ÜBUNGSTEXT:
□ □ □ □

Gesundheitsdatennutzungsgesetz
- Kranken- und Pflegekassen sollen mehr Rechte bekommen, personenbezogene Daten ihrer Versicherten auszuwerten. Der Entwurf sieht vor, dass ohne explizite Einwilligung des Versicherten Kassen dann Daten auswerten dürfen, wenn sie z.B. der Erkennung von seltenen Erkrankungen, Krebserkrankungen oder der Identifikation von Risiken durch die medikamentöse Therapie die Arzneimitteltherapie ermöglichen. Auch eine „Impfindikation“ kann einen solchen Hinweis an die Versicherten begründen. Wenn eine Versicherte dies ablehnt, muss sie aktiv widersprechen. Die Versicherten sind rechtzeitig, mindestens vier Wochen vor Beginn der Datenverarbeitung, von den Kranken- und Pflegekassen über die Datenverarbeitung und die Möglichkeit des Widerspruchs als auch die Auskunftspflicht zu informieren.
- Wenn eine Kasse eine konkrete Gesundheitsgefährdung identifiziert, muss die Versicherte umgehend darauf hingewiesen werden. Der Hinweis ist mit einer Empfehlung zu verbinden, eine ärztliche, zahnärztliche, psychotherapeutische oder pflegerische Beratung in Anspruch zu nehmen. Die Empfehlung ist zu begründen. Ein Eingriff in die ärztliche Therapiefreiheit ist unzulässig.
- Darüber hinaus sollen Abrechnungsdaten der Praxen zeitnah, d.h. bereits vor einer Bereinigung im Zuge von Abrechnungsprüfungen an die Kassen übermittelt werden.

□ □ □ □

ZU ERLEDIGENDE AUFGABEN:
1. Bitte schreiben Sie aus dem Übungstext wortgetreu ab: Beginnen Sie bei den Worten „Gesundheitsdatennutzungsgesetz“ und hören Sie nach „Auskunftspflicht zu informieren.“ auf.
2. Stimmen die Aussagen (a), (b) und (c) mit dem Übungstext überein? Antworten Sie jeweils mit Ja oder Nein und zitieren Sie die entscheidenden Worte des Übungstexts.
(a) Kassen dürfen Daten auch ohne ausdrückliche Einwilligung der Versicherten auswerten, etwa zur Erkennung seltener Erkrankungen.
(b) Die Versicherten müssen mindestens zwei Wochen vor Beginn der Datenverarbeitung informiert werden.
(c) Ein Eingriff in die ärztliche Therapiefreiheit ist erlaubt.
3. Nennen Sie alle Arten von Beratung, die laut Übungstext in der Empfehlung an die Versicherte genannt werden.
Für die Bearbeitung zählt allein der Übungstext.

BEREITGESTELLTE DATEN:
□ □ □ □

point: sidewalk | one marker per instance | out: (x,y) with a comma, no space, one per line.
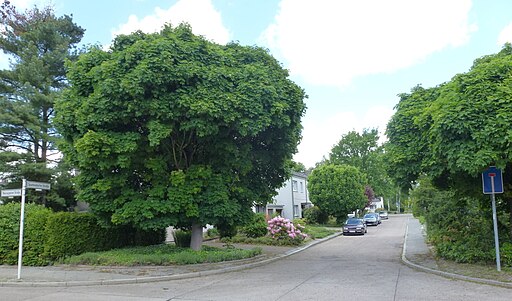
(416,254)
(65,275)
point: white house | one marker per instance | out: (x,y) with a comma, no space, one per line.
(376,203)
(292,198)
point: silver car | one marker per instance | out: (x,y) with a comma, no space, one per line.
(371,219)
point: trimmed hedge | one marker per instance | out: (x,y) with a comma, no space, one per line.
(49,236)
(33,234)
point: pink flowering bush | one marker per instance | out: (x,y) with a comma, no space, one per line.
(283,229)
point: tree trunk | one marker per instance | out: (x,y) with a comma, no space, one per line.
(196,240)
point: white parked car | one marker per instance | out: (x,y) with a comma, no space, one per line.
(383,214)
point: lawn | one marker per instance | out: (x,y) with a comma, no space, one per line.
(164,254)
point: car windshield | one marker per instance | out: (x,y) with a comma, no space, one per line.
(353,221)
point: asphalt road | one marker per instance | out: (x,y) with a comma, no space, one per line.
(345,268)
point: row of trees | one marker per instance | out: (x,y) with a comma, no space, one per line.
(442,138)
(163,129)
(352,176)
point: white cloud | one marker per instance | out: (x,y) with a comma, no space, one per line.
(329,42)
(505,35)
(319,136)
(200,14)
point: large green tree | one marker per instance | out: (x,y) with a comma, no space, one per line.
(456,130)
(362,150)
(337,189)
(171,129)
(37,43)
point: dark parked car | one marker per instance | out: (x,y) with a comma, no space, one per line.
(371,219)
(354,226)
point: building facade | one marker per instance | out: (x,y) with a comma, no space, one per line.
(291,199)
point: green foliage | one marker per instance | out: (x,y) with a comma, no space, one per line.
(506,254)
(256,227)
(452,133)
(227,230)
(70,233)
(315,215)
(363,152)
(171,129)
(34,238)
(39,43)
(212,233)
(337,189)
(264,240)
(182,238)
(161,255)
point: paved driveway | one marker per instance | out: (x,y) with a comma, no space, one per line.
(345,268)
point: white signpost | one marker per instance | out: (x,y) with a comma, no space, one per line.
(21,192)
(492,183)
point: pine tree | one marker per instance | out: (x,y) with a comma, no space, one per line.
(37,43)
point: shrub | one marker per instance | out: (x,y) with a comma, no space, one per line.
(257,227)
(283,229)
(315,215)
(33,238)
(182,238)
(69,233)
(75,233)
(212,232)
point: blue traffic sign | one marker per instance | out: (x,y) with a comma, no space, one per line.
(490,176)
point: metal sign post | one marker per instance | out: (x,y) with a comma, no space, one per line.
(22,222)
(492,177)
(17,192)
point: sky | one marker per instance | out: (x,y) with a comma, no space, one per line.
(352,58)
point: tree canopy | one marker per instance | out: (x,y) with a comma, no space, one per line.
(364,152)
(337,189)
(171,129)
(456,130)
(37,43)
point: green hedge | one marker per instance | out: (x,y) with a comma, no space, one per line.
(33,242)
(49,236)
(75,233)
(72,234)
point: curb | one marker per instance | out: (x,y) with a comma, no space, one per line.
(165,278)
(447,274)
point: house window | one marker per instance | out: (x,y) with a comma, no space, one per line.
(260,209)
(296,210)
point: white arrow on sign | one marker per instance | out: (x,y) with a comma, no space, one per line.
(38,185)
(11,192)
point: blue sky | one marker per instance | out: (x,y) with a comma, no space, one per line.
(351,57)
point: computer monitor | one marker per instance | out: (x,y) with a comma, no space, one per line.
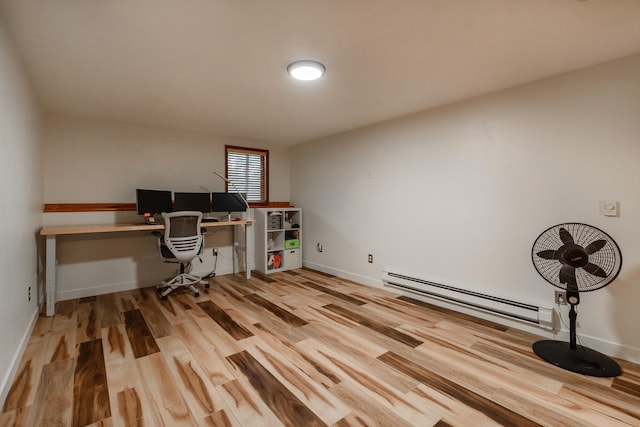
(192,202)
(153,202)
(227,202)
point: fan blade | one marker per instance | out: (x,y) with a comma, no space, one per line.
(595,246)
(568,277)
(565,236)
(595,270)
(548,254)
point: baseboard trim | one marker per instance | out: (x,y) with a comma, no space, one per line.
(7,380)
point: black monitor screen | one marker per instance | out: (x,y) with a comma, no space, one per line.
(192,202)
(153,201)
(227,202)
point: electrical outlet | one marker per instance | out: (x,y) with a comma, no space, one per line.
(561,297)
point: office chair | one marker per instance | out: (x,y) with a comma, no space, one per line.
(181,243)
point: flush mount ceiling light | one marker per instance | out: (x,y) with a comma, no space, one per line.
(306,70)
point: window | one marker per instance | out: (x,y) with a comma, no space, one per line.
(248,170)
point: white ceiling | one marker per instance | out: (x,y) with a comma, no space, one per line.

□ □ □ □

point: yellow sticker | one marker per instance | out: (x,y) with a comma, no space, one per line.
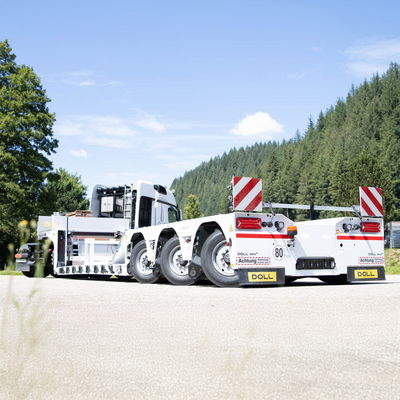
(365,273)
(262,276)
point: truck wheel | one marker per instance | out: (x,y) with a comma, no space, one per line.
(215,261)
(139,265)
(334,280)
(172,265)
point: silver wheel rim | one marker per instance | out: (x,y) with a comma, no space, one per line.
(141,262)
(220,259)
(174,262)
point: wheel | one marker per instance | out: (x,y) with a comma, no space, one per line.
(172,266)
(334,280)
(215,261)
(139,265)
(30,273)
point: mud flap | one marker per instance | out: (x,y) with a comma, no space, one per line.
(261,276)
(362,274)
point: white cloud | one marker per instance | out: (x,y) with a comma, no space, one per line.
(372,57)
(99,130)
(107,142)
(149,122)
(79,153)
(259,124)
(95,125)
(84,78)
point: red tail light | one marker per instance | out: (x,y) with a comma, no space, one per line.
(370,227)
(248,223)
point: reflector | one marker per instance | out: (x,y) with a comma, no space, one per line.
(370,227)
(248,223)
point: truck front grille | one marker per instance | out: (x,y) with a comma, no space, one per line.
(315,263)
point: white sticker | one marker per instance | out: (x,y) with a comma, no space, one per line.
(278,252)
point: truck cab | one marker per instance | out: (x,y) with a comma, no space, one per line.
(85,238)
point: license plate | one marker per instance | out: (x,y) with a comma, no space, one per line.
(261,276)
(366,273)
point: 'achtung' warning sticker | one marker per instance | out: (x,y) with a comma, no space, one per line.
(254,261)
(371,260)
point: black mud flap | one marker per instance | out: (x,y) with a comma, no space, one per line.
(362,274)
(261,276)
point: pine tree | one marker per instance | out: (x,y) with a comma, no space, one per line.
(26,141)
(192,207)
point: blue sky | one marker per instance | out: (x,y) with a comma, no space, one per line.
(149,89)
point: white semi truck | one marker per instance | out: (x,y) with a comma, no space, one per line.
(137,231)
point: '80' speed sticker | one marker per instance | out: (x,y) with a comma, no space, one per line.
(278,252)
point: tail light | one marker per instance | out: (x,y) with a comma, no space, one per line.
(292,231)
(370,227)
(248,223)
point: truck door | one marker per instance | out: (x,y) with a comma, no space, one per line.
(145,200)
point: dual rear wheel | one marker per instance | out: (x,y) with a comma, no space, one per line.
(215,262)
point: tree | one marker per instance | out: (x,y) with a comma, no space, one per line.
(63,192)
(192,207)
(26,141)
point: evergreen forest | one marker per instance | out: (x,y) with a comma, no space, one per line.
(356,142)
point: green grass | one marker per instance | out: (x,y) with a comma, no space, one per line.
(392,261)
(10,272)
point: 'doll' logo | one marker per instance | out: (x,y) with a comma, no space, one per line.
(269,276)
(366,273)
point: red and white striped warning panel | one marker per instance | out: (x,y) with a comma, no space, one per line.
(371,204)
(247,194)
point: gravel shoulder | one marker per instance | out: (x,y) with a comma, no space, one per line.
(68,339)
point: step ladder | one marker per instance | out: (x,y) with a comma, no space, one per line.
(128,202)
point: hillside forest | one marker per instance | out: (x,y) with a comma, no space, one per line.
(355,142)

□ □ □ □

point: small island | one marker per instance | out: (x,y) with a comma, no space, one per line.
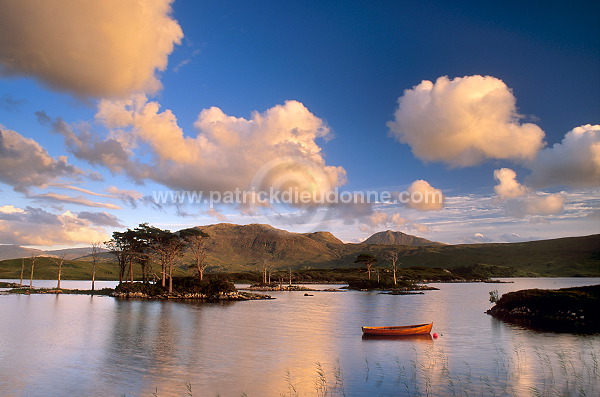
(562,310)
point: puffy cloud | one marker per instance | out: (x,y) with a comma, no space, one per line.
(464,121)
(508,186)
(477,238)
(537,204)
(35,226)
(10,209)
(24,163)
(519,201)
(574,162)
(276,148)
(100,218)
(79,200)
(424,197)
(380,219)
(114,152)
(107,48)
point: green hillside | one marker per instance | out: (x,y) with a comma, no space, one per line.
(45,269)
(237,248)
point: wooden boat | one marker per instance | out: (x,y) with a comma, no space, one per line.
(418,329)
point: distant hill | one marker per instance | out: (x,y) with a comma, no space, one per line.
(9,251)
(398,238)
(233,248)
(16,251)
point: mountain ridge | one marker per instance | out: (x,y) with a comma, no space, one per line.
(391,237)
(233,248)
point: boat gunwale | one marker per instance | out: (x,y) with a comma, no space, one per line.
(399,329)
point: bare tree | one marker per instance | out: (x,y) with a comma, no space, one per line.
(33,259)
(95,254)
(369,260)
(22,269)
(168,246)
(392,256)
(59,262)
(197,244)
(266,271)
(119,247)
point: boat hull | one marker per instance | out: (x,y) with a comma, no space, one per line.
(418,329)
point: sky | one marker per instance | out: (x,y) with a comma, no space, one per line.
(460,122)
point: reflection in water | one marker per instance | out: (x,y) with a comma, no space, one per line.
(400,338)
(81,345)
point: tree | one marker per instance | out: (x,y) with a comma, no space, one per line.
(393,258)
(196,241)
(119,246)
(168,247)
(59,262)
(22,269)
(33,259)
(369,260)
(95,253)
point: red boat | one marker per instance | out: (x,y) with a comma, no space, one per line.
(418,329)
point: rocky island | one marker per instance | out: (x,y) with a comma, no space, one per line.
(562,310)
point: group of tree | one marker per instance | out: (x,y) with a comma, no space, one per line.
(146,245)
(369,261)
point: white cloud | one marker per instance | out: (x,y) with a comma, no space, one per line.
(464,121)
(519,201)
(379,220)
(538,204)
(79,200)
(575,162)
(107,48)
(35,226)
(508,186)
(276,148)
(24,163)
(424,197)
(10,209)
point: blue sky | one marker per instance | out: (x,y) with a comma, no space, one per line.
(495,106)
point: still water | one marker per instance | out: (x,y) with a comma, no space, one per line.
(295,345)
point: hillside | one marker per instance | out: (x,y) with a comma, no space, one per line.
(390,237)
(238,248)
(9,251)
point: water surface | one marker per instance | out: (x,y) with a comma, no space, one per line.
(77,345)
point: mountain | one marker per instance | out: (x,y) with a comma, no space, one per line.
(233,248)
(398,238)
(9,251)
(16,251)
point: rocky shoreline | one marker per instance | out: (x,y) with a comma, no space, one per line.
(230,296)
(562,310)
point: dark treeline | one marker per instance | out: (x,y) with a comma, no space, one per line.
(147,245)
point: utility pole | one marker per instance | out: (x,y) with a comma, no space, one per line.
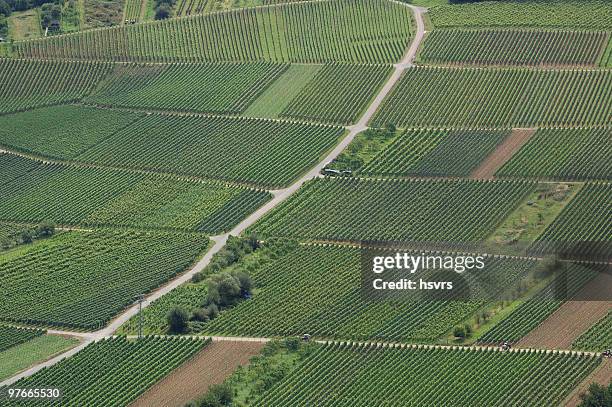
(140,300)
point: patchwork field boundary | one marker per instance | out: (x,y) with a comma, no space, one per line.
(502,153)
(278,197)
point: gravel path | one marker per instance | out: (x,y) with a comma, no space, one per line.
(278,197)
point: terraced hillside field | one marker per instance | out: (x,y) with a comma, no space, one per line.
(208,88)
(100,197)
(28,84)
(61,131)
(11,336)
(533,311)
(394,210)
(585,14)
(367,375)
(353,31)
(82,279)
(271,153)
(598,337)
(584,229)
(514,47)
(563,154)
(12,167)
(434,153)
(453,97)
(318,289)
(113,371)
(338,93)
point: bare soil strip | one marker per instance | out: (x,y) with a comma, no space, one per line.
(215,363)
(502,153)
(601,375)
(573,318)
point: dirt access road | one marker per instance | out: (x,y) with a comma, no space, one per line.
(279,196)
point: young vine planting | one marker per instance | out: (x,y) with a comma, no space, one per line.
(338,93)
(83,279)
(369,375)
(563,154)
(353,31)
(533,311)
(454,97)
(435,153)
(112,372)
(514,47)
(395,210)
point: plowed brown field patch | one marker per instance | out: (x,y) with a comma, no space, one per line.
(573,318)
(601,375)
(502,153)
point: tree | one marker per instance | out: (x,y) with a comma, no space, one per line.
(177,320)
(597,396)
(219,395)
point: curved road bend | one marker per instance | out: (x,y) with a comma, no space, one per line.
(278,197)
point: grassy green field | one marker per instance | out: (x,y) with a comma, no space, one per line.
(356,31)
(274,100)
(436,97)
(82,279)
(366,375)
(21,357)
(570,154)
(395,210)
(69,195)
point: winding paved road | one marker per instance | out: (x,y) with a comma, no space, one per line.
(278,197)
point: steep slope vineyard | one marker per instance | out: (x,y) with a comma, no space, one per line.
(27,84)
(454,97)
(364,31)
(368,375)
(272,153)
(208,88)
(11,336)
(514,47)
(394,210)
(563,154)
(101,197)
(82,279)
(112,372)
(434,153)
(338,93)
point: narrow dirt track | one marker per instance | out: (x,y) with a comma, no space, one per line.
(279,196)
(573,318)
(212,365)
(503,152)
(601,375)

□ □ □ □

LÖSUNGEN:
1.
Gesundheitsdatennutzungsgesetz
- Kranken- und Pflegekassen sollen mehr Rechte bekommen, personenbezogene Daten ihrer Versicherten auszuwerten. Der Entwurf sieht vor, dass ohne explizite Einwilligung des Versicherten Kassen dann Daten auswerten dürfen, wenn sie z.B. der Erkennung von seltenen Erkrankungen, Krebserkrankungen oder der Identifikation von Risiken durch die medikamentöse Therapie die Arzneimitteltherapie ermöglichen. Auch eine „Impfindikation“ kann einen solchen Hinweis an die Versicherten begründen. Wenn eine Versicherte dies ablehnt, muss sie aktiv widersprechen. Die Versicherten sind rechtzeitig, mindestens vier Wochen vor Beginn der Datenverarbeitung, von den Kranken- und Pflegekassen über die Datenverarbeitung und die Möglichkeit des Widerspruchs als auch die Auskunftspflicht zu informieren.

2.
(a) Ja: „ohne explizite Einwilligung des Versicherten Kassen dann Daten auswerten dürfen, wenn sie z.B. der Erkennung von seltenen Erkrankungen“
(b) Nein: „mindestens vier Wochen vor Beginn der Datenverarbeitung“
(c) Nein: „Ein Eingriff in die ärztliche Therapiefreiheit ist unzulässig.“

3. ärztliche, zahnärztliche, psychotherapeutische, pflegerische